Wednesday, 5 March 2014


Guest Post by "Annie"

Do you shop in Waitrose?  

If not, why not?  

If you live in Scotland it could be because you don't have one near you. Even if there was, could you afford to shop there?  

Waitrose is well known as a high-end supermarket where a £50 bag of messages will set you back £50 for the groceries plus £10 for the privilege of shopping in Waitrose.  

There are only 3 in Scotland.  Unsurprisingly they are in the upmarket environs of Edinburgh, Newton Mearns and Stirling (wonder if the people from the Raploch go there).

Now London Labour has taken up the cudgel on behalf of the downtrodden.  In a recent Financial Times article it is reported that the latest salvo against “big business” they have Waitrose in their sights. Their attack is focused on the myWaitrose loyalty scheme which they say is having a bad effect on small coffee shops on the UK’s high streets.  

The scheme allows shoppers with a "myWaitrose" card to have a free daily tea or coffee, even if they don’t buy anything else in the store.  Fair enough you might say.  

But the Labour Party’s view certainly accords with that of Waitrose customers who don't like the scheme because it attracts the “wrong type” of customers.  (This will be why they don't have many shops in Scotland – too many plebs!). 

But wait a minute, is Waitrose not the food retailing arm of John Lewis – an employee owned company and previously hailed by the same Labour Party as the acceptable face of capitalism?  Is it not the sort business “red” Ed wants to encourage in his drive against “big business” – the companies that treat their customers and shareholders with contempt?  

Or it could just be that the high heid yins in the Labour Party, who live most of their lives in London, have suddenly noticed whilst shopping in their local Waitrose that there are all these people there drinking free coffee, and they would rather not rub shoulders with them outwith their constituency surgeries.

Recorded information:
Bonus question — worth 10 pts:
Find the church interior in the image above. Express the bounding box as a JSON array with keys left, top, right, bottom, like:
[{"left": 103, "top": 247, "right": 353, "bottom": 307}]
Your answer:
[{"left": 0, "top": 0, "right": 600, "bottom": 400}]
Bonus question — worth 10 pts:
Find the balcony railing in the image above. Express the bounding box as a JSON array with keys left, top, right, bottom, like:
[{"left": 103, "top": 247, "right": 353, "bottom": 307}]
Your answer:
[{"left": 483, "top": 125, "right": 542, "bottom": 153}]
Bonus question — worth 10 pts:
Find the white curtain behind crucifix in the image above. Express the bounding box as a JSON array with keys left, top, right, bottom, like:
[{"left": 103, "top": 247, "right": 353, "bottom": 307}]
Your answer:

Required task 1: Translate this sentence from the Waitrose blog post into French: "Their attack is focused on the myWaitrose loyalty scheme which they say is having a bad effect on small coffee shops on the UK’s high streets."
Required task 2: Continue the blog post about Waitrose and its free coffee scheme from its final sentence.

Reply 1: Leur attaque vise le programme de fidélité myWaitrose qui, selon eux, nuit aux petits cafés des rues commerçantes du Royaume-Uni.

Reply 2:
If this is the sort of thing that the Labour Party in Westminster think is worthy of a campaign it is one more reason to think that their view of Scotland, where “The Waitrose Question” does not arise, remains that it is a far off place of which they know little.  

Yet another argument for Scotland being run from Scotland by the Scots.

I wonder what Keir Hardie would think of this storm in a coffee cup and more importantly, would he be shopping at Waitrose? 


  1. There is actually two in Edinburgh, and I must admit I use the Comely Bank one quite a lot, because I love the food there.
    My sisters give me John Lewis vouchers in a vain attempt to stop me dressing like a Cuban guerrilla on a motorbike -- nope, food. And drink of course.

    My graduate daughter had been to both John Lewis and Tesco for interviews, she accepted the Tesco job much to my dismay, just because it was closer.

    I look forward to informing her of the 15% bonus that John Lewis is giving their employees, sorry, 'junior partners' this week...

    I don't know about Newton Mearns or Stirling, but in Morningside the fur coat and nae knickers attitude still survives, carefully transferring their Lidl shopping into Waitrose bags on the bus...

    1. My but Edinburgh's right posh, Conan.

      We thought we were Erchie when we got a Sainsbury in Dundee.

      TBH, I like Waitrose too. And I loathe Tesco. I don;t know what they do to their staff in Dundee at least, but they manage to turn many of them into snarling unhelpful rude people whose mission in life appears to be to make your visit to Tesco a nightmare you will never forget.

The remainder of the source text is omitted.